** Opening Records for processing block **

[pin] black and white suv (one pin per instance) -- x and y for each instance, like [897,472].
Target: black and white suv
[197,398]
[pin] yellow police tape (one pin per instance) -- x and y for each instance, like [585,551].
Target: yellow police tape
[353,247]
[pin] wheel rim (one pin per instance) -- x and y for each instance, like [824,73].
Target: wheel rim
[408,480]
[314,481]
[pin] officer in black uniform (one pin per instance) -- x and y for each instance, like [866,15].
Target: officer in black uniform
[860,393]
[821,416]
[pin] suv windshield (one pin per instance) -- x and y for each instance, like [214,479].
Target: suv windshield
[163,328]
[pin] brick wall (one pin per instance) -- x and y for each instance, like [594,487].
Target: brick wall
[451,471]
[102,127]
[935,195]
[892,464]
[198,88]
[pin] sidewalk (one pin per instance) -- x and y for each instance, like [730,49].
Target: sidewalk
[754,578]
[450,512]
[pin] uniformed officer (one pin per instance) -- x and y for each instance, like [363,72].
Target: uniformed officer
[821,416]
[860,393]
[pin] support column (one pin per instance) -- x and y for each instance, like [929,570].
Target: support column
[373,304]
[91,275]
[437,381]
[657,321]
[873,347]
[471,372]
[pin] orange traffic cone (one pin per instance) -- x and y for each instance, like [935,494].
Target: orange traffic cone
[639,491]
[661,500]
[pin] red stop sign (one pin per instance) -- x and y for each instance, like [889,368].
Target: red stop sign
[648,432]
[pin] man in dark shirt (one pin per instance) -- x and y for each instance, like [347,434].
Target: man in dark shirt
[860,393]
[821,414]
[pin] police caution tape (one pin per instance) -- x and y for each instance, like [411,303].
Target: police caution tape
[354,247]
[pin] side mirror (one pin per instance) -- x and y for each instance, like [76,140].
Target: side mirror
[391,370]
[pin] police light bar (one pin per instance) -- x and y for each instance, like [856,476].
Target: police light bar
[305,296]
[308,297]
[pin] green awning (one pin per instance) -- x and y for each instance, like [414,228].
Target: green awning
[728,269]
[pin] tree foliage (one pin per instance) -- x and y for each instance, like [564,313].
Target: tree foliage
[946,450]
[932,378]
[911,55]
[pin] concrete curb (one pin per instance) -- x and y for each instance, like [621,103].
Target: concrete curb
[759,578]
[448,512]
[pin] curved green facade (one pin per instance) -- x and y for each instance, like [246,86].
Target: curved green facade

** Closing Records for processing block **
** Opening Records for processing block **

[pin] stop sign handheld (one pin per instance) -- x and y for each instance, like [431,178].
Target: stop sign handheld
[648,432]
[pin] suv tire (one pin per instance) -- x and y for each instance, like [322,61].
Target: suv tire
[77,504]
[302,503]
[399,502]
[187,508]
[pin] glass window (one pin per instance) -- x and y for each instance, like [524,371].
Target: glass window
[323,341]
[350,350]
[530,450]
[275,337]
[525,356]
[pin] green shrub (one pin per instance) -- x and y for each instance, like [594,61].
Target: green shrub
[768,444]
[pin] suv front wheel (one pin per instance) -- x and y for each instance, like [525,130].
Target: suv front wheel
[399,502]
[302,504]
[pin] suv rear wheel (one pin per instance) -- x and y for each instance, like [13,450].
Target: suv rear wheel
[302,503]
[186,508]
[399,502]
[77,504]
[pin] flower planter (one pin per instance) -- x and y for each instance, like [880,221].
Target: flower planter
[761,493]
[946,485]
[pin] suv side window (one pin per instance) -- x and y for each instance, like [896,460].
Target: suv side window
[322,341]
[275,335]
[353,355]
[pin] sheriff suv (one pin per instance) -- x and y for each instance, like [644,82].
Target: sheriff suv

** Closing Records for processing block **
** Opening Records for processing block **

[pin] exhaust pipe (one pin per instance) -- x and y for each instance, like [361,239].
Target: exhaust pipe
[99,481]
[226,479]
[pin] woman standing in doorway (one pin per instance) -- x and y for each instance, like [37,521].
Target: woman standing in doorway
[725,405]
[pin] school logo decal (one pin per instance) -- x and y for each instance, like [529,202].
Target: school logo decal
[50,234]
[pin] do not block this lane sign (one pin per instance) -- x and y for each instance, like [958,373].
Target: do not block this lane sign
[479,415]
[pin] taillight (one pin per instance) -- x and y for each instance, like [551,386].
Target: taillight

** Closing Records for processing block **

Only lines holding the word "sheriff" are wanted; copy each one from the listing.

Task answer:
[pin] sheriff suv (one pin per instance) -- x and y for each instance, like [644,82].
Target: sheriff suv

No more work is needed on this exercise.